**Texto extraído**
- - - -

La ubicación del pueblo ha propiciado, además, otra clase de turismo: el bélico. Aquí se paró el frente en 1938, cuando las tropas de Franco comenzaron la ocupación de Cataluña y se preparaban para el golpe final contra Valencia. La ciudad aún resistiría unos cuantos meses más, gracias, entre otros factores, a la línea defensiva XYZ, que serpenteaba entre Teruel y la costa mediterránea. Testigos de los combates son toda clase de restos militares, búnkeres, casamatas… que ahora los municipios de La Vall d’Uixó y La Vilavella han puesto en valor. La cercana población de Nules (cuyo origen histórico es la propia Vilavella) fue severamente castigada por la artillería y la aviación golpista.
Vilavelleros ilustres son el escritor Manuel Vicent y el Mago Yunke, uno de los mejores ilusionistas del mundo y nieto del herrero del pueblo. Vicent ha recreado a menudo en sus obras su infancia y adolescencia en este trasunto del paraíso original, los campos de naranjo en flor y la cercanía de un mar nutricio e inabarcable. En Contra Paraíso (1994), probablemente el título que mejor ha reflejado los avatares de crecer en una aldea inmersa en el azar del azahar, hay una galería de tipos locales inolvidables, porque un pueblo pequeño es la traducción exacta de la diversidad universal: “El practicante señor Mus divertía a los bañistas con juegos de manos para que le invitaran a una horchata del bar Nacional. A veces también se dedicaba a hipnotizar a quien se dejara, pero solo cuando se encontraba en forma: entre los bañistas había señoritos de Valencia, huertanos de la Ribera y payeses del Maestrazgo. Estos traían junto con el reuma un saco de longanizas, chorizos y cecina de las masías y los colgaban en ristras a modo de guirnaldas en los balcones de los balnearios y el señor Mus miraba los embutidos con lujuria mientras se sacaba el as de la manga”.

- - - -

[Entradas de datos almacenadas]

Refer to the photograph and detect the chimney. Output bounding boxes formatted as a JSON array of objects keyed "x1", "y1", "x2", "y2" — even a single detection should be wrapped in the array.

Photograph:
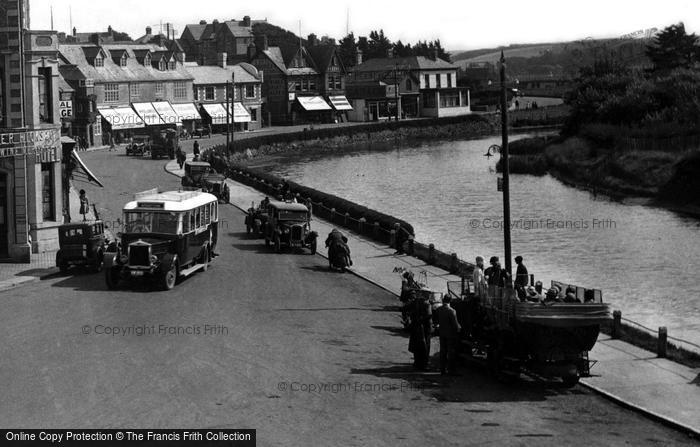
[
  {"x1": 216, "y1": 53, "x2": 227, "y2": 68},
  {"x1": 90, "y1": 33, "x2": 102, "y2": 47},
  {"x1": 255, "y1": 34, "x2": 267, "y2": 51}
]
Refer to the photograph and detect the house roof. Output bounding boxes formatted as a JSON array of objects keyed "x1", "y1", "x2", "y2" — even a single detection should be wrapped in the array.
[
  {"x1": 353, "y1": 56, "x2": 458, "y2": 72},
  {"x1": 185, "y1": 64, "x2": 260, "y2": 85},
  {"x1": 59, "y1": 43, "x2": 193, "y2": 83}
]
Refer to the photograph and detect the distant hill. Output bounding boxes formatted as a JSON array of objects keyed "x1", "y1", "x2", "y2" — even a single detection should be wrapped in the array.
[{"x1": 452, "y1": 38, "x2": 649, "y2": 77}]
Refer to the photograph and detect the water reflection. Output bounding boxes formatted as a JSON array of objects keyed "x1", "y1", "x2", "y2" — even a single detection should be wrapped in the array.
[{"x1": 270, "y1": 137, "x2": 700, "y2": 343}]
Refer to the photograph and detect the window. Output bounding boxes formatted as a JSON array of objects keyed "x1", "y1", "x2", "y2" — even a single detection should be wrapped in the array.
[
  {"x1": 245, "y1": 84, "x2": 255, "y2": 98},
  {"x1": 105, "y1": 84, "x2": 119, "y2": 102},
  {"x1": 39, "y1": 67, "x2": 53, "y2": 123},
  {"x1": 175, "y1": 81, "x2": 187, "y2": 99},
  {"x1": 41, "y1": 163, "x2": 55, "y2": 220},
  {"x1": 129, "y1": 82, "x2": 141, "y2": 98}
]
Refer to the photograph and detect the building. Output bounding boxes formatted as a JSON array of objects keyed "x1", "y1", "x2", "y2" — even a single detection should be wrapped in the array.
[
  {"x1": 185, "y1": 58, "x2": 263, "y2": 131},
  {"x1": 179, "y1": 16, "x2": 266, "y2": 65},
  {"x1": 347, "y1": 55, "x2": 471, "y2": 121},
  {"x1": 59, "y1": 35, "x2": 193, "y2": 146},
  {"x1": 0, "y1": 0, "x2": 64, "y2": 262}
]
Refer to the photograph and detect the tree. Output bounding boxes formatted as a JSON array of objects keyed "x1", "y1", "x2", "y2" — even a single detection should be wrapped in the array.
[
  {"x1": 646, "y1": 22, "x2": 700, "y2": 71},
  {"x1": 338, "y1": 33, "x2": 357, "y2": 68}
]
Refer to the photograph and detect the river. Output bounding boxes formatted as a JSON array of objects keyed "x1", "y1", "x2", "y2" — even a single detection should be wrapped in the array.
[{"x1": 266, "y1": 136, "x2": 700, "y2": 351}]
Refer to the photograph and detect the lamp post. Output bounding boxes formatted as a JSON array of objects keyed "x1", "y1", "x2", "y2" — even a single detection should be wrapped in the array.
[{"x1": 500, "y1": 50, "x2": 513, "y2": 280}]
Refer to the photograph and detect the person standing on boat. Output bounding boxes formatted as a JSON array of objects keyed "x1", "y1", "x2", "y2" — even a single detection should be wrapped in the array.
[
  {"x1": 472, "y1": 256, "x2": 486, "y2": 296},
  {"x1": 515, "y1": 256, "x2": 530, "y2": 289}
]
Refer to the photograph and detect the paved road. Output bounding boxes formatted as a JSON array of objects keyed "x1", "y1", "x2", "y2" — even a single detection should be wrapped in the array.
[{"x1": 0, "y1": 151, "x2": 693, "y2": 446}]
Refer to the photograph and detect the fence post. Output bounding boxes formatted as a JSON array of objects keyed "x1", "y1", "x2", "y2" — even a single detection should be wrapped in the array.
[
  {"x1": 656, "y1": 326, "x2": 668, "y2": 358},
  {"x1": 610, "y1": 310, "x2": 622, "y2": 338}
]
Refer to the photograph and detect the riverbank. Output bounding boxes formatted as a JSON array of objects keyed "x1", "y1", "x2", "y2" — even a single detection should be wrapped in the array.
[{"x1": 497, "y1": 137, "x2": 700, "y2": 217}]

- - - -

**Actividad**
Contesta estas preguntas sobre el texto de La Vilavella:
1. ¿En qué año se paró aquí el frente?
2. ¿Qué municipios han puesto en valor los restos militares?
3. ¿De quién es nieto el Mago Yunke?

**Solución desarrollada**
1. En 1938.
2. La Vall d'Uixó y La Vilavella.
3. Del herrero del pueblo.